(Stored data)
###

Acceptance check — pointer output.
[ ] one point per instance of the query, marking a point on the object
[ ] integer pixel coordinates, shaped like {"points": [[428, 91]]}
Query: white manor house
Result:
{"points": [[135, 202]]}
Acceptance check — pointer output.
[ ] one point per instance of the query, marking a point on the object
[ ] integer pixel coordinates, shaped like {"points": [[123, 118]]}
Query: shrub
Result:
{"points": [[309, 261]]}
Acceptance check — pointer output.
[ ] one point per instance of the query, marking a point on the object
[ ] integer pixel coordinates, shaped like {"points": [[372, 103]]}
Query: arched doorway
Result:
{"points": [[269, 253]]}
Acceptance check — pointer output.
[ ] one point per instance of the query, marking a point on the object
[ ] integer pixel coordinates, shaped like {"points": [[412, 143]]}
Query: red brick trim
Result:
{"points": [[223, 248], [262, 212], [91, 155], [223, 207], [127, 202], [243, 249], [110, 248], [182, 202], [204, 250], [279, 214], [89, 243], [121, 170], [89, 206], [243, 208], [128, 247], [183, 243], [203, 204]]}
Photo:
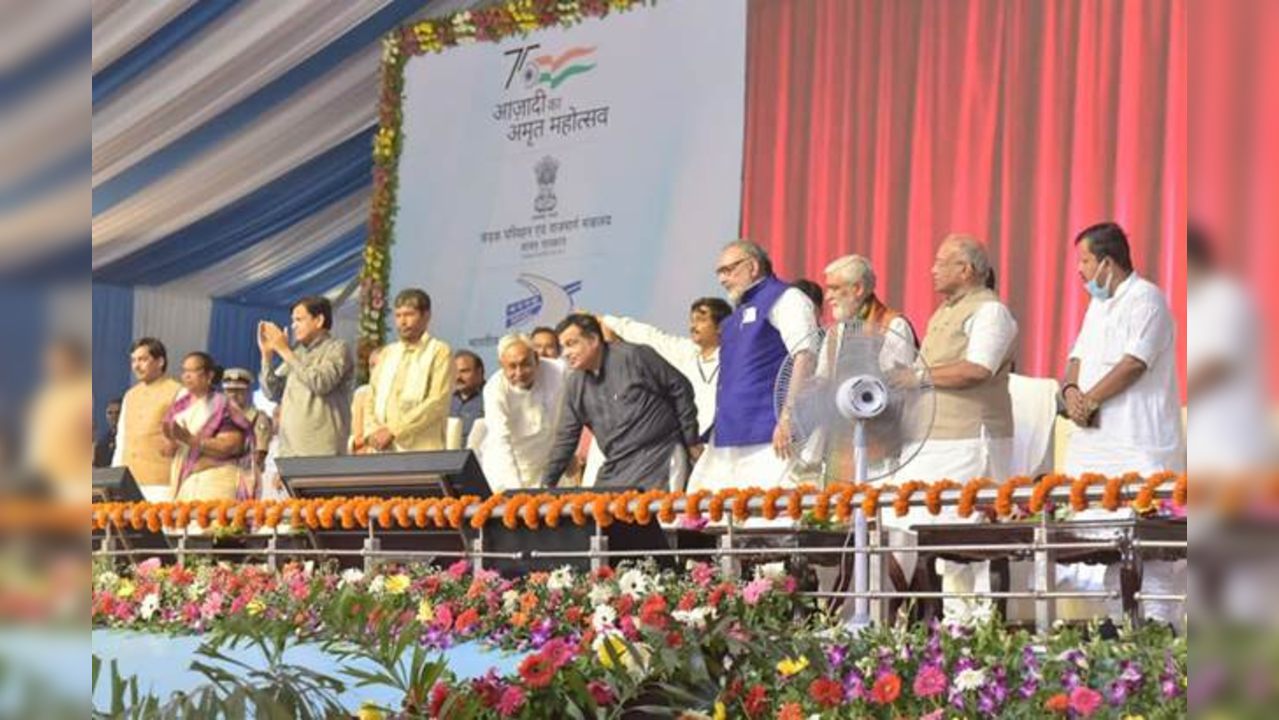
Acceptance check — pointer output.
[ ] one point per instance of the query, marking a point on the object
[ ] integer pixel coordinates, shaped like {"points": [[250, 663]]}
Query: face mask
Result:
{"points": [[1099, 290]]}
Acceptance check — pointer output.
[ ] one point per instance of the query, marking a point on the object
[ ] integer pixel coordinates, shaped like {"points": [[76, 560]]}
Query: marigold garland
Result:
{"points": [[968, 495], [902, 500], [933, 498], [629, 507]]}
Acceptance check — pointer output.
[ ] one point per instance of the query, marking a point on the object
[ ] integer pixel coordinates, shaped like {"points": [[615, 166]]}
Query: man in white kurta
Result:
{"points": [[968, 349], [522, 408], [695, 357], [1121, 391], [750, 445]]}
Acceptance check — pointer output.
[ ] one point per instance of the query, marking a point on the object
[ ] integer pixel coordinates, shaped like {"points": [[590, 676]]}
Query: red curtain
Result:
{"points": [[879, 125], [1234, 143]]}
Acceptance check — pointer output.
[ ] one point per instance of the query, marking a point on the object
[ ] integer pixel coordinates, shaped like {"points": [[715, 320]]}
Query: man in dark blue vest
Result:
{"points": [[750, 445]]}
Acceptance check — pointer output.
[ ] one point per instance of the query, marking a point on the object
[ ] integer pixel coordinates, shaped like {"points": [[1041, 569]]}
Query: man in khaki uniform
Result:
{"points": [[140, 444], [408, 407]]}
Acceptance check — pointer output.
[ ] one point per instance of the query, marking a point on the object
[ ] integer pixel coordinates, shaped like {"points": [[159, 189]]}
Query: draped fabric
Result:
{"points": [[113, 335], [232, 333], [878, 127], [1234, 147]]}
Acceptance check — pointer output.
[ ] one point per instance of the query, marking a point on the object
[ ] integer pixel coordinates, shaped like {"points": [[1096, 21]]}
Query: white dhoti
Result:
{"points": [[747, 466], [959, 461]]}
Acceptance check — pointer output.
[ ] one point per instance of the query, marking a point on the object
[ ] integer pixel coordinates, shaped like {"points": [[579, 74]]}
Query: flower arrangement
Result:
{"points": [[691, 643]]}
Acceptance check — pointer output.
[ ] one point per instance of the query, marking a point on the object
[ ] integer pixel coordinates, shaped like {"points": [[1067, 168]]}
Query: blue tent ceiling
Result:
{"points": [[230, 151]]}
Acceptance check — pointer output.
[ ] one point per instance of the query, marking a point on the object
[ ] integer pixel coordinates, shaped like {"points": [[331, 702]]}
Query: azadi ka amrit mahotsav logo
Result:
{"points": [[555, 70]]}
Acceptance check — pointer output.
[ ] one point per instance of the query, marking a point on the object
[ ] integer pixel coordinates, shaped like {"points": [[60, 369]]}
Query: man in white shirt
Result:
{"points": [[968, 349], [1121, 390], [522, 408], [1228, 421], [750, 445], [1121, 384], [696, 356]]}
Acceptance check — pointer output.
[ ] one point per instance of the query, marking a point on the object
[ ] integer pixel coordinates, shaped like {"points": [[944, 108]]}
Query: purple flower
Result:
{"points": [[835, 656]]}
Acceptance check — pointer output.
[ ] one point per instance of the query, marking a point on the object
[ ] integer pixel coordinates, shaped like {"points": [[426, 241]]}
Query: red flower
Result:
{"points": [[601, 693], [756, 701], [886, 688], [688, 601], [537, 670], [439, 695], [466, 619], [1058, 704], [826, 692], [654, 611]]}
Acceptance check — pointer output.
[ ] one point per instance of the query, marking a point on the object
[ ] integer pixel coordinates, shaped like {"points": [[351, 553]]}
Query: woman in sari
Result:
{"points": [[209, 436]]}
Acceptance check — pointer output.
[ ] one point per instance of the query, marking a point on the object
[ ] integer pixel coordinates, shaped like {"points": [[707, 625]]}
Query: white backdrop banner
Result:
{"points": [[597, 168]]}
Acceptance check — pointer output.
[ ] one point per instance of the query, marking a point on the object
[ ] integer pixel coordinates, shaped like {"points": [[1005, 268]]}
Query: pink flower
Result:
{"points": [[147, 568], [755, 590], [512, 700], [459, 569], [1085, 701], [930, 682], [702, 574]]}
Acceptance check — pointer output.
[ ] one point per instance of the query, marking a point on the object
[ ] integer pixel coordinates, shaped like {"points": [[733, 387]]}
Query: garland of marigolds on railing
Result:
{"points": [[838, 500], [489, 24]]}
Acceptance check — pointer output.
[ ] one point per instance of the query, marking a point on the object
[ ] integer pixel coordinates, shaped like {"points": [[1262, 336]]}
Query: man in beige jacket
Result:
{"points": [[408, 407]]}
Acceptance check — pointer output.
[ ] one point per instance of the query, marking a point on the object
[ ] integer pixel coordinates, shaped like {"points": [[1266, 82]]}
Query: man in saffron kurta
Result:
{"points": [[140, 443], [408, 404]]}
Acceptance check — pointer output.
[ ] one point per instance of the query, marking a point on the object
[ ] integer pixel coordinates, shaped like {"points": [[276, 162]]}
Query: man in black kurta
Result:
{"points": [[638, 406]]}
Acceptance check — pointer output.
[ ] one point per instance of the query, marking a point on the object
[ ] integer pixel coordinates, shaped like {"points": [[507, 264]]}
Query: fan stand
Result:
{"points": [[861, 399]]}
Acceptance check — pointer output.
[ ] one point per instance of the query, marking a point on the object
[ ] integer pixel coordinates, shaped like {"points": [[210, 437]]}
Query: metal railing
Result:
{"points": [[729, 550]]}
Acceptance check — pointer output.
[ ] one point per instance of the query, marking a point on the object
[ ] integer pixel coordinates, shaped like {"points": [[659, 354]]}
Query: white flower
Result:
{"points": [[560, 579], [510, 601], [970, 679], [633, 583], [604, 618], [771, 572], [149, 606], [600, 595], [695, 618]]}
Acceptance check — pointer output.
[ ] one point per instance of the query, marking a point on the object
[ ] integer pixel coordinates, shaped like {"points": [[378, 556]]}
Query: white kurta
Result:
{"points": [[991, 331], [519, 426], [759, 466], [1228, 427], [684, 354], [1140, 430]]}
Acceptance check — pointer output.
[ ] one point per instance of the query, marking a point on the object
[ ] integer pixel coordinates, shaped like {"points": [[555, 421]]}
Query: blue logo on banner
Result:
{"points": [[548, 303]]}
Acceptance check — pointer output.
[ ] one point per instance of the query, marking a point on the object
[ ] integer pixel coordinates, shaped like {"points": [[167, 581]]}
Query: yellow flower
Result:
{"points": [[398, 585], [789, 666]]}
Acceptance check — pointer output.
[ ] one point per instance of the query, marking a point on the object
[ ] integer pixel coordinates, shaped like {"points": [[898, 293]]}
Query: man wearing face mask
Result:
{"points": [[1121, 384], [522, 409]]}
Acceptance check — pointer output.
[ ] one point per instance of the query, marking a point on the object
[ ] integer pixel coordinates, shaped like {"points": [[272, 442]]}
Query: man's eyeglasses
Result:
{"points": [[728, 269]]}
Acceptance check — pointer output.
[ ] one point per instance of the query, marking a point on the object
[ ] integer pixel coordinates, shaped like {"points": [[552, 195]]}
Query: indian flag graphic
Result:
{"points": [[554, 69]]}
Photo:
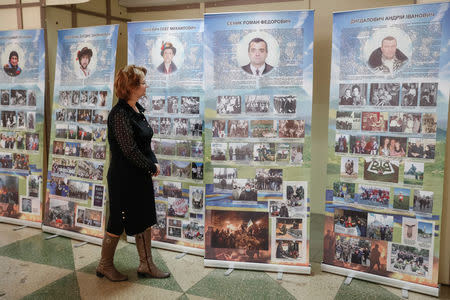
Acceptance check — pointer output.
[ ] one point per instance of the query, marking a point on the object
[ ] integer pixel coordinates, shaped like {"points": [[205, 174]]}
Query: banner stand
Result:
{"points": [[401, 284], [20, 222], [257, 266], [172, 247], [72, 235]]}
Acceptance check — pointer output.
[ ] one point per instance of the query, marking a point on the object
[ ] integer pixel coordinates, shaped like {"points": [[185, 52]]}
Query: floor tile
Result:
{"points": [[55, 252], [20, 278]]}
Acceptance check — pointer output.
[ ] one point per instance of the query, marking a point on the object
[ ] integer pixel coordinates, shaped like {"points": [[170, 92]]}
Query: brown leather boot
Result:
{"points": [[106, 265], [146, 266]]}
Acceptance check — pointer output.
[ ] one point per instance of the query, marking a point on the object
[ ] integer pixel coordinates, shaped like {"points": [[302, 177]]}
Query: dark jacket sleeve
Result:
{"points": [[123, 133]]}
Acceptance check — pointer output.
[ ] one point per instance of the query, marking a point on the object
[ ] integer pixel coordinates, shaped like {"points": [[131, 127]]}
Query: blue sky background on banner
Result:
{"points": [[438, 12]]}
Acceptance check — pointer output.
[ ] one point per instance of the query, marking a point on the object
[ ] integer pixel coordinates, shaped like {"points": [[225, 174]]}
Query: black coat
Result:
{"points": [[130, 185]]}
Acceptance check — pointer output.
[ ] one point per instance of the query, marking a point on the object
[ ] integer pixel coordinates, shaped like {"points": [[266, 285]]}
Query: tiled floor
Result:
{"points": [[35, 268]]}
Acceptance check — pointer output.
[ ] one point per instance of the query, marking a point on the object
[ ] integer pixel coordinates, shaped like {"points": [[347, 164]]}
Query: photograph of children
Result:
{"points": [[197, 171], [353, 250], [89, 217], [424, 234], [90, 170], [429, 122], [348, 120], [283, 153], [166, 167], [349, 167], [84, 116], [341, 143], [384, 94], [409, 94], [257, 104], [380, 227], [285, 104], [374, 121], [93, 98], [79, 190], [413, 173], [237, 128], [61, 213], [401, 198], [172, 189], [381, 170], [100, 116], [178, 207], [61, 131], [373, 195], [343, 191], [190, 105], [263, 152], [158, 104], [296, 193], [241, 235], [8, 119], [228, 105], [409, 260], [263, 128], [99, 134], [289, 228], [423, 202], [196, 127], [269, 179], [393, 146], [428, 94], [86, 150], [218, 128], [291, 129], [352, 94], [415, 147], [218, 151], [196, 198], [5, 97], [172, 104], [429, 148], [240, 151], [196, 149], [350, 222], [165, 126]]}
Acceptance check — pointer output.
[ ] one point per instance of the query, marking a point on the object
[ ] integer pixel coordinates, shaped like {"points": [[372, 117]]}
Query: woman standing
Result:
{"points": [[130, 186]]}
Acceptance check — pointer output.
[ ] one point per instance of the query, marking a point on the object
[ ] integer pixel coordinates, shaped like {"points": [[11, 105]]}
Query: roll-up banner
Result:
{"points": [[78, 153], [172, 53], [389, 95], [258, 81], [22, 89]]}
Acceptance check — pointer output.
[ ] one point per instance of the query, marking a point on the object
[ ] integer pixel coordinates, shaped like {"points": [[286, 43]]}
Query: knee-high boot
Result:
{"points": [[146, 266], [106, 265]]}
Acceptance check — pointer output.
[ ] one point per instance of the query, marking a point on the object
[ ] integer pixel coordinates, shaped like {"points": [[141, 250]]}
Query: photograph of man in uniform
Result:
{"points": [[168, 51], [257, 53], [84, 59], [387, 59], [12, 67]]}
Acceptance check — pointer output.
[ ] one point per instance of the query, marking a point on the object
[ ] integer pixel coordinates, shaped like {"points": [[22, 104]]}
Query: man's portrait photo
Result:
{"points": [[168, 51], [12, 67]]}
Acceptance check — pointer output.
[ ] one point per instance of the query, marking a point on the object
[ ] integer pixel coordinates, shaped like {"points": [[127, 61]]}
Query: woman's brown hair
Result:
{"points": [[127, 79]]}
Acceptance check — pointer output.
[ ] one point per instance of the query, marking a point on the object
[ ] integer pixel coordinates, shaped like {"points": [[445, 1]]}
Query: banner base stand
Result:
{"points": [[72, 235], [404, 285], [172, 247], [257, 266], [21, 222]]}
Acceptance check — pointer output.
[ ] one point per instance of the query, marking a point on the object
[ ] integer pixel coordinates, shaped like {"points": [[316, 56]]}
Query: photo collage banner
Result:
{"points": [[387, 137], [172, 53], [22, 89], [78, 158], [258, 82]]}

###

> [What you will do]
In the entries above, find each line with "mask" and list it.

> [Task answer]
Query: face mask
Query: man wearing face mask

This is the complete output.